Reproduce, unchanged, everything in the listing below from the line containing "Where can you spot the parking" down to the listing's last line.

— START —

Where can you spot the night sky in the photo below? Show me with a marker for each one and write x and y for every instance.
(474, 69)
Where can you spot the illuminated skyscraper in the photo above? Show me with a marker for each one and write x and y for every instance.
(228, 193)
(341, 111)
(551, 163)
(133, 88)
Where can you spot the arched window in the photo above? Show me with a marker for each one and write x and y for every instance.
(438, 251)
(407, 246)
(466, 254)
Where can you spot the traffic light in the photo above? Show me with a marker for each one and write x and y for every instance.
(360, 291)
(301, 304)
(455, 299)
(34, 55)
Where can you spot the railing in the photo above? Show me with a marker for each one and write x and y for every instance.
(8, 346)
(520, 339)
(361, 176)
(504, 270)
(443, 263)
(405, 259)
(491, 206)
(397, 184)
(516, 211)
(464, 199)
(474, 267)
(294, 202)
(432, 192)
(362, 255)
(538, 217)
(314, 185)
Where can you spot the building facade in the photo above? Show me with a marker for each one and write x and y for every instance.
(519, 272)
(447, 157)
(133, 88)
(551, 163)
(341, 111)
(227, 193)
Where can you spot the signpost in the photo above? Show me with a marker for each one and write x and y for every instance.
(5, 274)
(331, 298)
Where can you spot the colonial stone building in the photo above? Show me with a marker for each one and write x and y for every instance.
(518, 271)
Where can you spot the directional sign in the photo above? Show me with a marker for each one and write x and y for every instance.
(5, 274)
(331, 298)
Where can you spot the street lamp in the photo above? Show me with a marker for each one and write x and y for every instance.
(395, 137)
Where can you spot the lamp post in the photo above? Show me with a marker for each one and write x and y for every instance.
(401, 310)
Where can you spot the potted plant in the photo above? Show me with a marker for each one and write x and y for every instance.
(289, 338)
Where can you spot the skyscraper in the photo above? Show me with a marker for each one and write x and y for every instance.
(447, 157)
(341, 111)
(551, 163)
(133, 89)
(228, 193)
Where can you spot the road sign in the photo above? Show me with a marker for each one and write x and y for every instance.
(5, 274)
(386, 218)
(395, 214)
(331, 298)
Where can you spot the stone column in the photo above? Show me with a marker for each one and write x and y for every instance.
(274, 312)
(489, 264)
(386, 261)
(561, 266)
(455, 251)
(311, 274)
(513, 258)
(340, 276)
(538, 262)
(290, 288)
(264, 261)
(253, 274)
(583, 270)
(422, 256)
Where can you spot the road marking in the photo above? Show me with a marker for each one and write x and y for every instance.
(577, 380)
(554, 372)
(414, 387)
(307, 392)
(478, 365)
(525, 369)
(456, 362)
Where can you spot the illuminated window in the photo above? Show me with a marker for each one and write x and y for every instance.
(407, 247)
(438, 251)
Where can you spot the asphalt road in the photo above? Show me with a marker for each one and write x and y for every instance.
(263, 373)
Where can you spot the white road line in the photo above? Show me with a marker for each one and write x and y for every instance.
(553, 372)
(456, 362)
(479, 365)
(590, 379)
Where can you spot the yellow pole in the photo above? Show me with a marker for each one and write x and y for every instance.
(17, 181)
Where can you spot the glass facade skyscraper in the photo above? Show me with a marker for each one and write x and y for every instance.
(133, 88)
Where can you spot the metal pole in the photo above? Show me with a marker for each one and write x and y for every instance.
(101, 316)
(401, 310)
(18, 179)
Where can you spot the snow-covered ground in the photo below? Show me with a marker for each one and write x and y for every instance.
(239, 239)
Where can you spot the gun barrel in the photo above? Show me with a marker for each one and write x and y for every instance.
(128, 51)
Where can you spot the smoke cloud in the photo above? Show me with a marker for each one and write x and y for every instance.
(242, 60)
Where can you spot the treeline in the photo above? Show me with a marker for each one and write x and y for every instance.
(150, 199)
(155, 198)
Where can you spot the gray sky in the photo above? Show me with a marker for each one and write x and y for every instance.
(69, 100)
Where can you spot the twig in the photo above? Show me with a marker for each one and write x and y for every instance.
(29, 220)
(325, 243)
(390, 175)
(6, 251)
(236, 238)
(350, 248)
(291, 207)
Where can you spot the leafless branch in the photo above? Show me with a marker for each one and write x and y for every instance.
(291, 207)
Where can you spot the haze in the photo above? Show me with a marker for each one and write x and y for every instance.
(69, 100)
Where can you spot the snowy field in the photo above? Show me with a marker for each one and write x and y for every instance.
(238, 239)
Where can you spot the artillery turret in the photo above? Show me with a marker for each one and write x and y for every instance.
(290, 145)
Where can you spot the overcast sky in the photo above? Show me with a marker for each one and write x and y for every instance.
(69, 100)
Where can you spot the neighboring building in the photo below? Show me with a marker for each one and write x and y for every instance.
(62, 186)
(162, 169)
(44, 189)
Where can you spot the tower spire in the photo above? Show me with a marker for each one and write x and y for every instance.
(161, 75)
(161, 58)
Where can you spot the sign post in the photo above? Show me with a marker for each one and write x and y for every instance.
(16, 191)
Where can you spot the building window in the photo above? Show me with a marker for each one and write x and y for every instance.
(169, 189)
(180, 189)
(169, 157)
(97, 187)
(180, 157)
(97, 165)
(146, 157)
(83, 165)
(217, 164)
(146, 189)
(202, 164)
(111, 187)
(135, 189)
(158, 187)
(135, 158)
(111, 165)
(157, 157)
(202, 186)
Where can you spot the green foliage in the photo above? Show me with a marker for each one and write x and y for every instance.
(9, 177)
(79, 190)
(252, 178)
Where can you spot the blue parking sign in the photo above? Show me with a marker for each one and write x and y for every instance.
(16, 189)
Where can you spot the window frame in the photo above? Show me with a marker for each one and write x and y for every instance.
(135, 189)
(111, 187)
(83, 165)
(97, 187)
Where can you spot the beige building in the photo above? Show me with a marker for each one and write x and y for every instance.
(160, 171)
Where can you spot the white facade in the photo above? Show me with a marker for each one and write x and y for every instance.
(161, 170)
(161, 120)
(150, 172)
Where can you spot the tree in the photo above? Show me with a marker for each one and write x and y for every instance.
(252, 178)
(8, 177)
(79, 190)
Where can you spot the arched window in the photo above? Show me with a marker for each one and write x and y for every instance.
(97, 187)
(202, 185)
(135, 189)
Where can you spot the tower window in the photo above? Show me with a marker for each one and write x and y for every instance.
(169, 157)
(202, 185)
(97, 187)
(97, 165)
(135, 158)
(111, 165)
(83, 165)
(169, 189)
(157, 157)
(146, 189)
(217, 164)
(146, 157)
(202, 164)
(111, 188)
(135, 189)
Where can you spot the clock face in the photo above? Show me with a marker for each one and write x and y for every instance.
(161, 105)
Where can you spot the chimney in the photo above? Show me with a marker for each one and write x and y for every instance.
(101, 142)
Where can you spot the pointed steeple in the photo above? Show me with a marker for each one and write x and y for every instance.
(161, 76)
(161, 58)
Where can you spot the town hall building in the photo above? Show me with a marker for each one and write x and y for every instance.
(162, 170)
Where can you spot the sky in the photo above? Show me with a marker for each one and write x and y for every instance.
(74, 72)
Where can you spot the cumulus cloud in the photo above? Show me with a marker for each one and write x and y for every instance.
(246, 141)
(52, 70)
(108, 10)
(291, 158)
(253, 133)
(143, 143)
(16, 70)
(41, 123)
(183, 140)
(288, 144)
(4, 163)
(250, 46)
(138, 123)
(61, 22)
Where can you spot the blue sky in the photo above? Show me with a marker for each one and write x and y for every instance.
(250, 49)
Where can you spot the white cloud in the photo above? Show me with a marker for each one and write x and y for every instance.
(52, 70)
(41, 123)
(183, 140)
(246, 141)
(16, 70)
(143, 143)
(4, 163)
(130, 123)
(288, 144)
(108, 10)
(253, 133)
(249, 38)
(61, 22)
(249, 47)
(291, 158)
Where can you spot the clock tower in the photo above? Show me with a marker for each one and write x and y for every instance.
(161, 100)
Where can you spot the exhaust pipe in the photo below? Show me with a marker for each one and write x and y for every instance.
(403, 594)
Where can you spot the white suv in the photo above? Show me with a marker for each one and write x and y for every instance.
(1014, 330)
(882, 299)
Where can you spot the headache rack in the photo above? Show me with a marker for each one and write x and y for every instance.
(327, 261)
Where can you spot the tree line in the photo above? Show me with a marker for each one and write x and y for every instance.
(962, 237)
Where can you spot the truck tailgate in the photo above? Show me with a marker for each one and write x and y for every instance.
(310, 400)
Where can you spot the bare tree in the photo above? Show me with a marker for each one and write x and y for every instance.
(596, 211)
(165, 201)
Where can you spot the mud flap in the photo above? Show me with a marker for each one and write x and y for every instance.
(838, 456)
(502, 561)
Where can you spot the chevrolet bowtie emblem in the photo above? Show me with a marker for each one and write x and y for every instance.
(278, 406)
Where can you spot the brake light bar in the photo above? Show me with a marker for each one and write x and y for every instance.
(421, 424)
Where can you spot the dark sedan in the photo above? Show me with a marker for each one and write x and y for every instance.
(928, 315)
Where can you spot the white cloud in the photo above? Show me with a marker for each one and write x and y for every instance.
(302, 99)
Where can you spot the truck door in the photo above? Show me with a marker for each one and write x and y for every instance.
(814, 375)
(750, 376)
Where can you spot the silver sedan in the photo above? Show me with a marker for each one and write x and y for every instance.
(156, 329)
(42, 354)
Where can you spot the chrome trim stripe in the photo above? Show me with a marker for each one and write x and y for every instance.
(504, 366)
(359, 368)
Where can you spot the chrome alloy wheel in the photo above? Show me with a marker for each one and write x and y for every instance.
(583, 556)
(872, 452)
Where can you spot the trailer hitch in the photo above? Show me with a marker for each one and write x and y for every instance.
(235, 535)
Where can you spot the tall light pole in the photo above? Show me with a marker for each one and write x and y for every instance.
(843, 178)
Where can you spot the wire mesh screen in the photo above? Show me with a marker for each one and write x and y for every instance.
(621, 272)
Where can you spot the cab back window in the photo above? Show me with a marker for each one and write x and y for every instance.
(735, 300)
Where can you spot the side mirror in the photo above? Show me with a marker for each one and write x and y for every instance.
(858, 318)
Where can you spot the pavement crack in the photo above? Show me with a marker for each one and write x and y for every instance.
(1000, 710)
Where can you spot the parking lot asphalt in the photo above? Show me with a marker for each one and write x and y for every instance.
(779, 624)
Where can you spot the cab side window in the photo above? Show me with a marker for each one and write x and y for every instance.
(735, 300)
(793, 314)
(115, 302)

— END —

** OUTPUT **
Where can you spot the parking lot asphalt in the photo above? Show me with a marker for each one and write x and y for every instance.
(779, 624)
Where can you spot the cab side window in the photo above? Show me with a marker for each one and write x and y for every instance.
(735, 300)
(793, 314)
(115, 302)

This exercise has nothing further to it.